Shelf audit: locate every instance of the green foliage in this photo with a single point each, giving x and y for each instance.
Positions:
* * *
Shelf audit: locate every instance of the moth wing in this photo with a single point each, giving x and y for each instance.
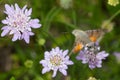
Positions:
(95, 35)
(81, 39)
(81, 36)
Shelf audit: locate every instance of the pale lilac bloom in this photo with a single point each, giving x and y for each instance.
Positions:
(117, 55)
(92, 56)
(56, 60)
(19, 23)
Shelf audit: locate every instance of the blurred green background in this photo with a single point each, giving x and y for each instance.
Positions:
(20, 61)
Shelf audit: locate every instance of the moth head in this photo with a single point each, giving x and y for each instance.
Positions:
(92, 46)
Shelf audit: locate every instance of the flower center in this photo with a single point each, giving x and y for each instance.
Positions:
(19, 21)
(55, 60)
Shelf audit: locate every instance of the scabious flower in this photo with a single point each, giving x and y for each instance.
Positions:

**EXERCISE**
Whenever the word "audit" appears in a line of the listing, report that line.

**TASK ANSWER**
Shelf audit: locate every instance of the green foliage in this photo with a single point each, giving x and y for each instance.
Shelf audit: locate every instance of the moth wing in this photo with a single point each, giving x and y for each instance.
Shelf audit: locate every instance of the pale lilac bloom in this photo with a single point each, giving x and y for each instance.
Shelf audit: locate every instance of the blurred green background in this photo with a single point each, giving x and y for each instance.
Shelf audit: locate every instance of the moth head in this photo with a single point each, giving x and y for each instance.
Shelf audit: locate every instance of the flower center in this photo with a single point each, giving x and y for each instance.
Shelf audit: locate every instance of the scabious flower in this photo with a single point each, giving x and y for each instance.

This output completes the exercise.